- [STUDY TEXT]
* * *

I have it a good try for the first 10 days of my plan, though.

I would practice a few moves one day and really feel like I was getting it. But, by the next afternoon, it was like I had wiped my mind clear of the previous movements entirely. It was taking me almost the whole five minutes to remind myself of what I had been doing the day before and it was so awkward and frustrating that I was getting really discouraged.

I know, of course, that learning takes time and that I have to be patient with myself and with the process.

BUT, on the other hand, I know what I am like and I know what my brain is like. And, I know that that specific kind of frustration can lead to me unconsciously putting something aside for later – and not a specific time later but that murky ambiguous time that I refer to as the ‘the not-now.’*

Change in Plans

In order to protect my pattern practice from falling into the not-now, I had to course-correct.

I changed my daily practices to focus on patterns I already knew, cycling through them one at a time.

* * *

- [TO DO]
a: Quote the text about pattern practice from "BUT, on the" to "had to course-correct.".
b: In the text about pattern practice, list every thing the writer says they know.

* * *

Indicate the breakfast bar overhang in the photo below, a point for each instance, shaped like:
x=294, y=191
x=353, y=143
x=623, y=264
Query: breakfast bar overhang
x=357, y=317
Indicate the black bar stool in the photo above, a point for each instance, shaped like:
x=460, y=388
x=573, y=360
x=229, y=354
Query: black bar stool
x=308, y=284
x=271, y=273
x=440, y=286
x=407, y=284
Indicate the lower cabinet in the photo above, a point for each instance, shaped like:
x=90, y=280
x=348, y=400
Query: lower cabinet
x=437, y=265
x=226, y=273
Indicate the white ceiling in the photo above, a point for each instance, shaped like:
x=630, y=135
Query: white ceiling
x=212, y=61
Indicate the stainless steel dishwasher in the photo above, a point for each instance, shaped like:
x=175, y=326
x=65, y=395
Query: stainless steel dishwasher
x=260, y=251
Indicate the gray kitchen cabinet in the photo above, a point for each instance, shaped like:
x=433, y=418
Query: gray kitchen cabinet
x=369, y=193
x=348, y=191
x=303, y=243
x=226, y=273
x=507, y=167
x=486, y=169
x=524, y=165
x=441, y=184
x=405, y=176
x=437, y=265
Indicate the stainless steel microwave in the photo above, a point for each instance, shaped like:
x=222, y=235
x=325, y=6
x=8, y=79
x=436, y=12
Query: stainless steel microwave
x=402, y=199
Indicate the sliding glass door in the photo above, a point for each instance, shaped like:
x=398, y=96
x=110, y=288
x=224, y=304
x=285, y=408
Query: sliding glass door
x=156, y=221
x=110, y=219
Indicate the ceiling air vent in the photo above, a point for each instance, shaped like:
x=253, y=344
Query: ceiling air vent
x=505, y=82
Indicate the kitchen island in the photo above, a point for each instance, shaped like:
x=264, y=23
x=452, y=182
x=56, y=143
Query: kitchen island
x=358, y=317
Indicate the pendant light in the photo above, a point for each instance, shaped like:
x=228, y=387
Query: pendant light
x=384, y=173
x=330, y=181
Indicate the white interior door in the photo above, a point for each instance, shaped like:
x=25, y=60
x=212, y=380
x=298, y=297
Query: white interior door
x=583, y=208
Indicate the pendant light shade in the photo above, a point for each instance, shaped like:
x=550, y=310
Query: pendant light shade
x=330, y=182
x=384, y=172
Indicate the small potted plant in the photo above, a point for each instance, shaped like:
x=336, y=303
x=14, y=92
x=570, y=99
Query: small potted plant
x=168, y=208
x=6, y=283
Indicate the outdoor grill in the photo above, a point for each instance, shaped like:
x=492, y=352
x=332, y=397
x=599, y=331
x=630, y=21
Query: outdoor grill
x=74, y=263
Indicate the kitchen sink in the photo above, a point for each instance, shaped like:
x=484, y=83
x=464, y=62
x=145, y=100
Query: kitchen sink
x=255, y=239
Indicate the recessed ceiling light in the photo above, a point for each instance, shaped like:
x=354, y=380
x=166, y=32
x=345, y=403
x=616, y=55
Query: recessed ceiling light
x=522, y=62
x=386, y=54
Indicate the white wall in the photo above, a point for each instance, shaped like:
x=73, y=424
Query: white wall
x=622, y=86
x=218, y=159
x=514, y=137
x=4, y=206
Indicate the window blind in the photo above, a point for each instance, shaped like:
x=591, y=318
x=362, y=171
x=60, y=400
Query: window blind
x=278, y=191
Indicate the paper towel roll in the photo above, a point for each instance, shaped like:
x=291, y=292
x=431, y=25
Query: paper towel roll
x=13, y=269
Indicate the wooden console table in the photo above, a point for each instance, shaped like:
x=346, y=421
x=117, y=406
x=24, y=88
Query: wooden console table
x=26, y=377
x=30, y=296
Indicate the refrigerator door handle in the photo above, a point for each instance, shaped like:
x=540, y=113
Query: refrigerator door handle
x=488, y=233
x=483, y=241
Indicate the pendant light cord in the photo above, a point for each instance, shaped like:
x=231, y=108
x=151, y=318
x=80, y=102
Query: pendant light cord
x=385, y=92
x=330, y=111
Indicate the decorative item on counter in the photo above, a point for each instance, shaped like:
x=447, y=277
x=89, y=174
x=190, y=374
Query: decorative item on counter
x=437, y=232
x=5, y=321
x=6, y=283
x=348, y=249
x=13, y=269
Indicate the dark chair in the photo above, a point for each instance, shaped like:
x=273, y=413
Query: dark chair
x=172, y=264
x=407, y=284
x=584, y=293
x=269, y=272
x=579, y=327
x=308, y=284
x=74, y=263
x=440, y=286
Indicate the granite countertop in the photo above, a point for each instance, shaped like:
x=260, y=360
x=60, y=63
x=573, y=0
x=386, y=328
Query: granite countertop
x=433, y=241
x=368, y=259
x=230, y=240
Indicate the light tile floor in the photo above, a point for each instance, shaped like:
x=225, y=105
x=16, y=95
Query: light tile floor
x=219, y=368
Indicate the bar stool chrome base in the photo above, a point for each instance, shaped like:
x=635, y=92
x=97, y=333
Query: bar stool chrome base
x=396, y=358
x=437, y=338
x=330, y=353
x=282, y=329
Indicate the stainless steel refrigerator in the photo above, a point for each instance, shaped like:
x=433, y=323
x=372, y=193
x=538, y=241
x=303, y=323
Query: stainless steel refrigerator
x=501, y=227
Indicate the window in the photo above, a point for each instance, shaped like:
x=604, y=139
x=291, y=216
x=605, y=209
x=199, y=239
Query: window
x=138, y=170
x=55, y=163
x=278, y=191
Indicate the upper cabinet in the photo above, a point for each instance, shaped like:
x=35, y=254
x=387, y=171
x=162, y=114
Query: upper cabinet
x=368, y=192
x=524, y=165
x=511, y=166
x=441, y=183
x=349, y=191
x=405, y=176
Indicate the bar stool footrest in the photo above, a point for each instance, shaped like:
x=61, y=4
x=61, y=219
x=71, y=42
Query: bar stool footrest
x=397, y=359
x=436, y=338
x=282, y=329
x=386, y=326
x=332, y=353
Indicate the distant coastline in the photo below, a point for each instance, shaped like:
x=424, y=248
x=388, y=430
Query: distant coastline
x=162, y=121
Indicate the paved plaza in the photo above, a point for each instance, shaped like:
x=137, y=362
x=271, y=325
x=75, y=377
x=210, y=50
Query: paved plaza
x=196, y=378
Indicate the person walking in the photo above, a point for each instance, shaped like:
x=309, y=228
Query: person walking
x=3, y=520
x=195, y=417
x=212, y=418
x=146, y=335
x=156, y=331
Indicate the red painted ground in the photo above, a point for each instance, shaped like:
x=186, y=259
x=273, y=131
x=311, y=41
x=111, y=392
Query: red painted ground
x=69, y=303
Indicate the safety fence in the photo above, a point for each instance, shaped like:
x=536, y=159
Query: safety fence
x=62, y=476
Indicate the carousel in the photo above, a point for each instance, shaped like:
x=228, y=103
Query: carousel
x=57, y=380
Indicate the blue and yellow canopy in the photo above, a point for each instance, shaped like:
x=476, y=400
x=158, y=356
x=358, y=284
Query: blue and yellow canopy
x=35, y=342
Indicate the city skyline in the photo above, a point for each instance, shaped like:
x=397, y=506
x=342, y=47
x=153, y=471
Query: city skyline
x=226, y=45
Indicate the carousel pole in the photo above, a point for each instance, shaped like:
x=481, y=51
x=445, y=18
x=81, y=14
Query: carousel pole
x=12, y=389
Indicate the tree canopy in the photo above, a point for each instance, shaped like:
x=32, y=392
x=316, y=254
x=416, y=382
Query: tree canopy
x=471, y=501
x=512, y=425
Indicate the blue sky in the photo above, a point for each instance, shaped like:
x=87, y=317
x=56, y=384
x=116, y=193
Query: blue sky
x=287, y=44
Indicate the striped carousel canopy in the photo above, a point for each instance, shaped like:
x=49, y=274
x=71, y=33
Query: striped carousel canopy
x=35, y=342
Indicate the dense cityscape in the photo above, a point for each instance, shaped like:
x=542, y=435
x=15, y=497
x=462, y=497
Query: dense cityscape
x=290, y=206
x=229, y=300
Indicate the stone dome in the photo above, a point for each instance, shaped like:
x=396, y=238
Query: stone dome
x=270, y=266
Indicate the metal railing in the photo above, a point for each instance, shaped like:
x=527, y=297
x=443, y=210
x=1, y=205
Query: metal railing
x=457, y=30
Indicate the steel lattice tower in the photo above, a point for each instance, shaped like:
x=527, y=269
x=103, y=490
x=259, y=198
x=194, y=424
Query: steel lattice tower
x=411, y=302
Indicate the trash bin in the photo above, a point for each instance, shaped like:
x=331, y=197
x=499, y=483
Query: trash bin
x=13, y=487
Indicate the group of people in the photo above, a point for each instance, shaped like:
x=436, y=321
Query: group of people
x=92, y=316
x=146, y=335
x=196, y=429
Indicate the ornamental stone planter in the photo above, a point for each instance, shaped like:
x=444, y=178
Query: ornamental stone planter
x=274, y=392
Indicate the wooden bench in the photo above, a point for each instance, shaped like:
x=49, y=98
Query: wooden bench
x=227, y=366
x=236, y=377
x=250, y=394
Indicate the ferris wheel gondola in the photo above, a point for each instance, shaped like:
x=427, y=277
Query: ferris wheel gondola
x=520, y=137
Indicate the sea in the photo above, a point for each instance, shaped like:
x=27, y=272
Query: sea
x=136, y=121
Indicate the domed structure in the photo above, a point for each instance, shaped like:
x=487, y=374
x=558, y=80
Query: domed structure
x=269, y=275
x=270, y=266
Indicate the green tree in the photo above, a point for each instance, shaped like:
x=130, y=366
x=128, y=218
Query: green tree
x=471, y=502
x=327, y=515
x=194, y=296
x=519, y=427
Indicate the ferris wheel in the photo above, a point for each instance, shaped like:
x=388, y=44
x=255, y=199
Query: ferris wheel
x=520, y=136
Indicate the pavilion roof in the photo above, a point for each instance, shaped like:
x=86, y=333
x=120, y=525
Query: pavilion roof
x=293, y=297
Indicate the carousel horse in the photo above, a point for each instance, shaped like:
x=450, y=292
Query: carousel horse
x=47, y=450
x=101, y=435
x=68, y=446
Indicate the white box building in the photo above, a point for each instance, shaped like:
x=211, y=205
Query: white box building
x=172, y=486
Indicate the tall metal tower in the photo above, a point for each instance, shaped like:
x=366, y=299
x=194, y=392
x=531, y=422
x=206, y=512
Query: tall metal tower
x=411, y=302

* * *

- [ANSWER LIST]
a:
BUT, on the other hand, I know what I am like and I know what my brain is like. And, I know that that specific kind of frustration can lead to me unconsciously putting something aside for later – and not a specific time later but that murky ambiguous time that I refer to as the ‘the not-now.’*

Change in Plans

In order to protect my pattern practice from falling into the not-now, I had to course-correct.

b:
- That learning takes time
- That they have to be patient with themselves and with the process
- What they are like
- What their brain is like
- That that specific kind of frustration can lead to them unconsciously putting something aside for later